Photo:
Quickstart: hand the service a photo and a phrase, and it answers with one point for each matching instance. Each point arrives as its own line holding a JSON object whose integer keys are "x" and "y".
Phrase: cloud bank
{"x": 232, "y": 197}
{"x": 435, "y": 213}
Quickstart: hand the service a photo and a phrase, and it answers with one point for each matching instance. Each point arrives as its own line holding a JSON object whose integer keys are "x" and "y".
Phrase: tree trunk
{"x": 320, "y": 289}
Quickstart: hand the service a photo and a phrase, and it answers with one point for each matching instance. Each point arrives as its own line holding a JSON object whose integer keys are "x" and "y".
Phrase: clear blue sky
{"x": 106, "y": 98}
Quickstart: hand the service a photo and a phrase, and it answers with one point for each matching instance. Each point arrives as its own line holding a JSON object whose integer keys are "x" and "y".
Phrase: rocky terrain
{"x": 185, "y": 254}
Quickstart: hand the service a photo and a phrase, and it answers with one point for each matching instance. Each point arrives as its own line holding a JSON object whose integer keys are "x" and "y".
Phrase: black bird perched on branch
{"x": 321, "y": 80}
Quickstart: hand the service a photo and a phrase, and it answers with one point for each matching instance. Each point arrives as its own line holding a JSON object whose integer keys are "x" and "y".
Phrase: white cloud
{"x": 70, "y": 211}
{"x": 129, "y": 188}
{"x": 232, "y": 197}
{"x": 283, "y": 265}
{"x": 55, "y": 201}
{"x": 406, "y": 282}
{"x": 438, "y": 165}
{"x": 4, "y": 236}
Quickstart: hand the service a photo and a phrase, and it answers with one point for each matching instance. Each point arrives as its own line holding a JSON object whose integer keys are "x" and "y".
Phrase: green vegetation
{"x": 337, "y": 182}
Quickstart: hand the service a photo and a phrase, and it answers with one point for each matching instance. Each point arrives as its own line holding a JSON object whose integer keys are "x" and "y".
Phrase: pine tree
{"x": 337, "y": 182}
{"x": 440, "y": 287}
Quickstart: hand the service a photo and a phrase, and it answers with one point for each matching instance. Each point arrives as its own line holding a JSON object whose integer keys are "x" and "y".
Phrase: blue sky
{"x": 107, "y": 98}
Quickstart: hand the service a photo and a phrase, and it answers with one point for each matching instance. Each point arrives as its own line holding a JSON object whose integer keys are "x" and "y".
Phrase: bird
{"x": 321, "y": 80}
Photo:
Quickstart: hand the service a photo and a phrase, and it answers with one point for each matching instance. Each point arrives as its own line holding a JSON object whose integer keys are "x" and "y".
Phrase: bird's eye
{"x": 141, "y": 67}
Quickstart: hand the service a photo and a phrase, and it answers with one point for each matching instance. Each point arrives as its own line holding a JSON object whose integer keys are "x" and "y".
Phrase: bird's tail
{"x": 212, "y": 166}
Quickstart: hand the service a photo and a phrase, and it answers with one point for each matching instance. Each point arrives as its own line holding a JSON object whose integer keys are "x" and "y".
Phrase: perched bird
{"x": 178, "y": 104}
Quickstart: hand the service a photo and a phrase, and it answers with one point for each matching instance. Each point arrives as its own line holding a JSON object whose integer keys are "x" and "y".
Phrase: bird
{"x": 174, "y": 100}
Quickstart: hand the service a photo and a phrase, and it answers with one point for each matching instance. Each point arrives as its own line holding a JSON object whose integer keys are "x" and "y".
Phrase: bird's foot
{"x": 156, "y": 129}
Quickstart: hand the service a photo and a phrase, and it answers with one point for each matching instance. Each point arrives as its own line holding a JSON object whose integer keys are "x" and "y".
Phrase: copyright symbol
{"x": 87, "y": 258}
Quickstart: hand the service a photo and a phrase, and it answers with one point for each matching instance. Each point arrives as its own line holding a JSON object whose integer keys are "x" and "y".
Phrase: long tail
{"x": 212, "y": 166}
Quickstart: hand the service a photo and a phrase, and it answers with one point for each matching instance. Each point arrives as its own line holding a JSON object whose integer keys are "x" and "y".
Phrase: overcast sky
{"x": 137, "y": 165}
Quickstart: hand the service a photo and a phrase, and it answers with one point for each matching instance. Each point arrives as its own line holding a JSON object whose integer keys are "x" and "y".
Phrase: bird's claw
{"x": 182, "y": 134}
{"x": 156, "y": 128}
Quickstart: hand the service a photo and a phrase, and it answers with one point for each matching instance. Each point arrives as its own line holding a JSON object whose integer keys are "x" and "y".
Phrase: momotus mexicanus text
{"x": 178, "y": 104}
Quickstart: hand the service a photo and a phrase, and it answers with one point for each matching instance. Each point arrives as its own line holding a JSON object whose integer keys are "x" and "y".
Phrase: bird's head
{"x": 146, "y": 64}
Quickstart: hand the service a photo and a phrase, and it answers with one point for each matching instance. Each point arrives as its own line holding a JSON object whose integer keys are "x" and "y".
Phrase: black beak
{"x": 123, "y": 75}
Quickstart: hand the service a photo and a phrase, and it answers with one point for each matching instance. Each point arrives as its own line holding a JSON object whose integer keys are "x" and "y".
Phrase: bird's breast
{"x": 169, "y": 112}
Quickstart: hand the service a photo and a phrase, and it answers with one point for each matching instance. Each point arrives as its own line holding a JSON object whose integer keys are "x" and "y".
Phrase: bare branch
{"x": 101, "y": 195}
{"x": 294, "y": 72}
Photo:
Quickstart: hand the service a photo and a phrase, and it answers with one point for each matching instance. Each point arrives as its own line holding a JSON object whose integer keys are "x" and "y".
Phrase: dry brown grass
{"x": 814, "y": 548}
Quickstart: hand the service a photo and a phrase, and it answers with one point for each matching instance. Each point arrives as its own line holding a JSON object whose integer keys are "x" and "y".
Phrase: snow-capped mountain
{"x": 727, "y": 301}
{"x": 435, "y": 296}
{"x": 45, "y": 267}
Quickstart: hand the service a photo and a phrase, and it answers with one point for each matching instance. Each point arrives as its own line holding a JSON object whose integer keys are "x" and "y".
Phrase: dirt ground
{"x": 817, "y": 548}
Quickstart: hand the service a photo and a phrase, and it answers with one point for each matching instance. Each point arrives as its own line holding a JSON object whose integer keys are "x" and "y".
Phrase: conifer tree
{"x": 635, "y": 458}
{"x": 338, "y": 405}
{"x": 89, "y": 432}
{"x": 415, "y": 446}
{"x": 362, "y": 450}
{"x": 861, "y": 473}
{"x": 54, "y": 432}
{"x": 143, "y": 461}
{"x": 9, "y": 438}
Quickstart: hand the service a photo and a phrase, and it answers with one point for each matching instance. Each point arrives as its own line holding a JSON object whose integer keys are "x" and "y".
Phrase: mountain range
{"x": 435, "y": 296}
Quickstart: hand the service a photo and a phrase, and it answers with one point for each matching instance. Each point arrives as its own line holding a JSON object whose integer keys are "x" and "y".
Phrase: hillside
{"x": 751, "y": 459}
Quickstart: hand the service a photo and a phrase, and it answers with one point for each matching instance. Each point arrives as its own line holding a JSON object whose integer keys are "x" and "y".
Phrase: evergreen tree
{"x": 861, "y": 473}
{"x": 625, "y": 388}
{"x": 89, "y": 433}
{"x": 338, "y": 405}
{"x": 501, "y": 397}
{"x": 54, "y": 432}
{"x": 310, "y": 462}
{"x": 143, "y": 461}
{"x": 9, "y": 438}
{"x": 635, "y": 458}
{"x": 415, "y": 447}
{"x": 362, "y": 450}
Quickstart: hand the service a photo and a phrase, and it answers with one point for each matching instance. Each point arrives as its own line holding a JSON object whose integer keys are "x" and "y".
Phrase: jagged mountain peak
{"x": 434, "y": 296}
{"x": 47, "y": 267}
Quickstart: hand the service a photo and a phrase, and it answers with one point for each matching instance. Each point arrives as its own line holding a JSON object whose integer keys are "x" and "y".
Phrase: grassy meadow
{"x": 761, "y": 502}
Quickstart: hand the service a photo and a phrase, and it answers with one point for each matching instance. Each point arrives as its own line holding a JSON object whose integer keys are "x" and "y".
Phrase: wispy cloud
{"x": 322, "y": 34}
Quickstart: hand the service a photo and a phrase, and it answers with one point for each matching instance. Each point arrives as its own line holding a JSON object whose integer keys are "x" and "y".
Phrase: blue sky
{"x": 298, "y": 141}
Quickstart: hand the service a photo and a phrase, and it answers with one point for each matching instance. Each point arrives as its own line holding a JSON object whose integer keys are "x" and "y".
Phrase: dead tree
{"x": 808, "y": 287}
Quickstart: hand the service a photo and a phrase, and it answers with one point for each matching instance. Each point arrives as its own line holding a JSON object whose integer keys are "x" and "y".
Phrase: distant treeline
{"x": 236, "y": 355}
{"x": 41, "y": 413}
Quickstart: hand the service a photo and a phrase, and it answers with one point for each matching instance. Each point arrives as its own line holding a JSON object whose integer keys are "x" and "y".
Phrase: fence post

- Exercise
Retype only the lines running from the line with "Phrase: wispy cloud" to the end of the listing, including both of those lines.

- Response area
Phrase: wispy cloud
{"x": 322, "y": 34}
Quickstart: hand the service a photo and a phrase, and it answers with one point for each matching instance. Each point arrives as its own line holding a JSON object whose integer keys are "x" and "y".
Phrase: blue sky
{"x": 298, "y": 141}
Quickstart: hand the service a photo and a phrase, and it answers with one point for each matching instance. Each point arrives as its own line holding a JSON object whose integer keys are "x" and "y".
Phrase: dead tree
{"x": 808, "y": 287}
Quickstart: hand the service a photo and a phrase, and it answers with one point for each matching instance. Each point arrives as its own line holding a JSON object whose integer keys are "x" and "y".
Phrase: distant treeline
{"x": 236, "y": 355}
{"x": 41, "y": 413}
Quickstart: hand the service a photo and a phrase, and it answers with one point for each matching instance. Each point arrives as its own line holding a JSON object whose integer keys are "x" and "y".
Phrase: fence post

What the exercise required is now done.